## Recorded data
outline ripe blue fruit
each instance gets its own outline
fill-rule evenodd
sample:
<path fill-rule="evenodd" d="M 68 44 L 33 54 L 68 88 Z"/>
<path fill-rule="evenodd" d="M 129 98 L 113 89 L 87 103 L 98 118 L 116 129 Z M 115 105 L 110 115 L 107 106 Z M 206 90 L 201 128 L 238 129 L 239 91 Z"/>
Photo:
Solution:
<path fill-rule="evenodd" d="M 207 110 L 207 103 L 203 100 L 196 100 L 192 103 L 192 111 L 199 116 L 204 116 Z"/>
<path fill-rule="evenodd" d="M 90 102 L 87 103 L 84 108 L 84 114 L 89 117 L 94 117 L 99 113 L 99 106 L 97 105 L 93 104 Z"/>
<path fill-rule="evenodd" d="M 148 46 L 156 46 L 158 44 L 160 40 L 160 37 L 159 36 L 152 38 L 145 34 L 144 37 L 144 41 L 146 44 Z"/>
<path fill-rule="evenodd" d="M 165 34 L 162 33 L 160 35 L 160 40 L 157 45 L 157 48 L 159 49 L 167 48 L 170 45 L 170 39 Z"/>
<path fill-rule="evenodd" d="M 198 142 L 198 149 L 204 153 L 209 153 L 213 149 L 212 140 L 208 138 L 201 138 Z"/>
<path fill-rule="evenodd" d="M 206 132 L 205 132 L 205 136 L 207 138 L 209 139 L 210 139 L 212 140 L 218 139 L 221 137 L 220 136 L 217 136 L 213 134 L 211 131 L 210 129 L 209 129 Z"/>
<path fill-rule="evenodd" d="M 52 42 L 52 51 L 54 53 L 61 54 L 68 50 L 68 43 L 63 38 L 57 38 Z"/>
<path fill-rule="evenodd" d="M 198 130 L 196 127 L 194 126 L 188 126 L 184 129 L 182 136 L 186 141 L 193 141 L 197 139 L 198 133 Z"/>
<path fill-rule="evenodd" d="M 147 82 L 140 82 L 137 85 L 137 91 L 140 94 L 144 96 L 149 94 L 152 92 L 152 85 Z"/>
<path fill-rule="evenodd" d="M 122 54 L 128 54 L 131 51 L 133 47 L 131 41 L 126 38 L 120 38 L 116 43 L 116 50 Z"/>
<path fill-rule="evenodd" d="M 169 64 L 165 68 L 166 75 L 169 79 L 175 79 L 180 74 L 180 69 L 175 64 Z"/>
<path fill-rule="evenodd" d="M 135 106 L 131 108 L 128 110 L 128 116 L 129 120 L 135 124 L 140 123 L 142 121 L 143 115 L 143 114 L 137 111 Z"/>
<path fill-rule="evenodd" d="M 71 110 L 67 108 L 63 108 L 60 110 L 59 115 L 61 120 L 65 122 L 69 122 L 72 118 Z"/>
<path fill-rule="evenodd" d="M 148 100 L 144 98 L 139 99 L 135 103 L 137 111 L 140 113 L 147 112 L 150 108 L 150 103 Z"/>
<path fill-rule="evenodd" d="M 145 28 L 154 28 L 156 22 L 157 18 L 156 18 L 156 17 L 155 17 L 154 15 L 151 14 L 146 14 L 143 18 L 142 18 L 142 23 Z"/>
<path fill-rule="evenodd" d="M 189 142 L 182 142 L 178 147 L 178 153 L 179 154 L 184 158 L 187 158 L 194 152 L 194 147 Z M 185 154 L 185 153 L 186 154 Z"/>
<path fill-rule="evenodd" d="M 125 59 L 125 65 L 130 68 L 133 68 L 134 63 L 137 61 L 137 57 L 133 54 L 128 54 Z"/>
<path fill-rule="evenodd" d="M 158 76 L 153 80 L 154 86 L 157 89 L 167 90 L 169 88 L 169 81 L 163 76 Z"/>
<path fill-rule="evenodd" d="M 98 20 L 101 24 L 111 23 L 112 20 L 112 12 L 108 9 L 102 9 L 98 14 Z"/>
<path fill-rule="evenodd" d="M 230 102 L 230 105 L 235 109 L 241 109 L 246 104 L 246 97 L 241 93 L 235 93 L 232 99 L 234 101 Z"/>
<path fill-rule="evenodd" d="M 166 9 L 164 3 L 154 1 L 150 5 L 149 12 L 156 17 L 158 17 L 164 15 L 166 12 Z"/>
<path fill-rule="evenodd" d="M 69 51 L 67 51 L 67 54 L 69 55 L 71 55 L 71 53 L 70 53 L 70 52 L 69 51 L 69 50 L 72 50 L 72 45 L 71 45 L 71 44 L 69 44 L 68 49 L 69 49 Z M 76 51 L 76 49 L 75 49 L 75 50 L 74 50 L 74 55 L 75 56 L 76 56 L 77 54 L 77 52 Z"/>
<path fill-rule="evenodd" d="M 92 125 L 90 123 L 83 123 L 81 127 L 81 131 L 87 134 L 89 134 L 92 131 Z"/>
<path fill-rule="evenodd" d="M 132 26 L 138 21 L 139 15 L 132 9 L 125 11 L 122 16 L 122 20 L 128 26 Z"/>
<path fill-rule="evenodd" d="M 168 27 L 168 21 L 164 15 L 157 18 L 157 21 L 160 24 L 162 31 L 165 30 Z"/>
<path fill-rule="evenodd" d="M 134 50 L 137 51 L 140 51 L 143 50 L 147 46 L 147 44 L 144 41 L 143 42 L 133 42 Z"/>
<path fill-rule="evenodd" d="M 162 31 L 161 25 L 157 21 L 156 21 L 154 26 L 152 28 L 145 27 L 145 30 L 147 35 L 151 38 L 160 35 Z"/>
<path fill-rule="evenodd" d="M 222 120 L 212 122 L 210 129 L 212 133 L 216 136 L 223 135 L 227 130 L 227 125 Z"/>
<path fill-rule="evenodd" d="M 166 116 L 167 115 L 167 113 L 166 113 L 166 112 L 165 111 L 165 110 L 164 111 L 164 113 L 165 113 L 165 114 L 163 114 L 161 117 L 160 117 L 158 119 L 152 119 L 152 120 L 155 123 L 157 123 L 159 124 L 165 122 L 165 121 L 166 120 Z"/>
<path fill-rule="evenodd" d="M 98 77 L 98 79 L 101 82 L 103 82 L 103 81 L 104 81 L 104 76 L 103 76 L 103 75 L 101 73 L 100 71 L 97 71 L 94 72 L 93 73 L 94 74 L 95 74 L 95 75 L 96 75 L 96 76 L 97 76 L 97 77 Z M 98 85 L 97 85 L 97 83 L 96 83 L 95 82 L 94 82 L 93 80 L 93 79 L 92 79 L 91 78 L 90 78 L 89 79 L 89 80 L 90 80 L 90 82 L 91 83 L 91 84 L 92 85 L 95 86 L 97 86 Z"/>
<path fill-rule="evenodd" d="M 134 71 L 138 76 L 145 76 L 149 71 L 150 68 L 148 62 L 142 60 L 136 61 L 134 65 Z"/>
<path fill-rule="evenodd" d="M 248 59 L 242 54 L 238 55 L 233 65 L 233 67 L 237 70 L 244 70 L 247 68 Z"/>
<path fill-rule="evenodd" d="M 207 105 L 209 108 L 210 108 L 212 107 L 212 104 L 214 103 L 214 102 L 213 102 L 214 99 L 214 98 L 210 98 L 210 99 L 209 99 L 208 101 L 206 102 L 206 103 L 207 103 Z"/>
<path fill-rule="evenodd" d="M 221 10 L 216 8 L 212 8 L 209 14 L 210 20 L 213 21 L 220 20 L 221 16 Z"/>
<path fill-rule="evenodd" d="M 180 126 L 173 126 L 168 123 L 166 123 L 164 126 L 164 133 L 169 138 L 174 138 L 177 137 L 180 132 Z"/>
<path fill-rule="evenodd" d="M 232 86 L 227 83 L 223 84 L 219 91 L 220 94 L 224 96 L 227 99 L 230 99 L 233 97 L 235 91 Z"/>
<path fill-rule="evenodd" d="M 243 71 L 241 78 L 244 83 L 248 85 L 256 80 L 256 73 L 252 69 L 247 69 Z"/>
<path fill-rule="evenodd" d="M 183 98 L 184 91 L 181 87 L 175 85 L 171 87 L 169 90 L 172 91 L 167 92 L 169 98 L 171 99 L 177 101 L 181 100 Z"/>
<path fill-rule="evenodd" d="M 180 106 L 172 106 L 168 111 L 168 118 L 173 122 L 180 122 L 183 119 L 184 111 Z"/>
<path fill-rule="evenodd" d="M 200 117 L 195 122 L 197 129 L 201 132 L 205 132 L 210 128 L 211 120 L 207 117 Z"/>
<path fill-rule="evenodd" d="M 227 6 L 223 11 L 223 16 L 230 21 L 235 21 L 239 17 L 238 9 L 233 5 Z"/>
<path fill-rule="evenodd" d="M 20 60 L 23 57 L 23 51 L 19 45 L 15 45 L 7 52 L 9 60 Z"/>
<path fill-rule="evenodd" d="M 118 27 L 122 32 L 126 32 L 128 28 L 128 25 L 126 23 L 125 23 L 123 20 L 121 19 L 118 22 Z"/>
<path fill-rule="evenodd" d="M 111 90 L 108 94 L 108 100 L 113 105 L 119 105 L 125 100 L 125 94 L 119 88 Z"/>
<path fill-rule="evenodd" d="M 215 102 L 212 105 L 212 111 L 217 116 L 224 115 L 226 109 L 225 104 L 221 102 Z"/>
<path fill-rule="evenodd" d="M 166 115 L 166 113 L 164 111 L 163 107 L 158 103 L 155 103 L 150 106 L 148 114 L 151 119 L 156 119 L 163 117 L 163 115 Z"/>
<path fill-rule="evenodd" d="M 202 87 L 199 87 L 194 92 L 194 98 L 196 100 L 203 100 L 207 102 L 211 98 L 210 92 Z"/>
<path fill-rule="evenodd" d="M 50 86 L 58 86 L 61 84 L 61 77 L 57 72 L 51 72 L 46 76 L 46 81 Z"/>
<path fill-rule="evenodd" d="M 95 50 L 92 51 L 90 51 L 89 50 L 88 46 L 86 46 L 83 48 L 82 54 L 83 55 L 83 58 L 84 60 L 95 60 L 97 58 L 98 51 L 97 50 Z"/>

## Exercise
Copy the records above word for word, starting at the first line and stopping after the line that contains "145 28 L 154".

## Response for this exercise
outline ripe blue fruit
each instance gets its own outline
fill-rule evenodd
sample:
<path fill-rule="evenodd" d="M 68 44 L 33 54 L 68 88 Z"/>
<path fill-rule="evenodd" d="M 129 98 L 113 89 L 87 103 L 98 118 L 116 129 Z M 115 105 L 110 115 L 107 106 Z M 206 90 L 201 128 L 238 129 L 239 91 Z"/>
Photo:
Solution:
<path fill-rule="evenodd" d="M 207 110 L 207 103 L 203 100 L 196 100 L 192 103 L 192 111 L 199 116 L 204 116 Z"/>
<path fill-rule="evenodd" d="M 90 102 L 87 103 L 84 108 L 84 114 L 89 117 L 94 117 L 99 113 L 99 106 L 97 105 L 93 104 Z"/>
<path fill-rule="evenodd" d="M 148 46 L 156 46 L 158 44 L 160 40 L 160 37 L 159 36 L 152 38 L 145 34 L 144 37 L 144 41 L 146 44 Z"/>
<path fill-rule="evenodd" d="M 165 34 L 162 33 L 160 35 L 160 40 L 157 45 L 157 48 L 159 49 L 167 48 L 170 45 L 170 39 Z"/>
<path fill-rule="evenodd" d="M 198 142 L 198 149 L 204 153 L 209 153 L 213 149 L 212 140 L 208 138 L 201 138 Z"/>
<path fill-rule="evenodd" d="M 206 132 L 205 132 L 205 136 L 207 138 L 209 139 L 210 139 L 212 140 L 218 139 L 221 137 L 220 136 L 217 136 L 213 134 L 211 131 L 210 129 L 209 129 Z"/>
<path fill-rule="evenodd" d="M 52 42 L 52 51 L 54 53 L 61 54 L 68 50 L 68 43 L 63 38 L 57 38 Z"/>
<path fill-rule="evenodd" d="M 198 130 L 196 127 L 194 126 L 188 126 L 184 129 L 182 136 L 186 141 L 193 141 L 197 139 L 198 133 Z"/>
<path fill-rule="evenodd" d="M 147 82 L 140 82 L 137 85 L 137 91 L 140 94 L 144 96 L 149 94 L 152 92 L 152 85 Z"/>
<path fill-rule="evenodd" d="M 122 54 L 128 54 L 131 51 L 133 47 L 131 41 L 126 38 L 120 38 L 116 43 L 116 50 Z"/>
<path fill-rule="evenodd" d="M 169 64 L 165 68 L 166 75 L 169 79 L 175 79 L 180 74 L 180 69 L 175 64 Z"/>
<path fill-rule="evenodd" d="M 135 106 L 131 108 L 128 110 L 128 116 L 129 120 L 135 124 L 140 123 L 142 121 L 143 115 L 143 114 L 137 111 Z"/>
<path fill-rule="evenodd" d="M 71 110 L 67 108 L 63 108 L 60 110 L 59 115 L 61 120 L 65 122 L 69 122 L 72 118 Z"/>
<path fill-rule="evenodd" d="M 148 100 L 144 98 L 139 99 L 135 103 L 137 111 L 140 113 L 147 112 L 150 108 L 150 103 Z"/>
<path fill-rule="evenodd" d="M 145 28 L 154 28 L 156 22 L 157 18 L 156 18 L 156 17 L 155 17 L 154 15 L 151 14 L 146 14 L 143 18 L 142 18 L 142 23 Z"/>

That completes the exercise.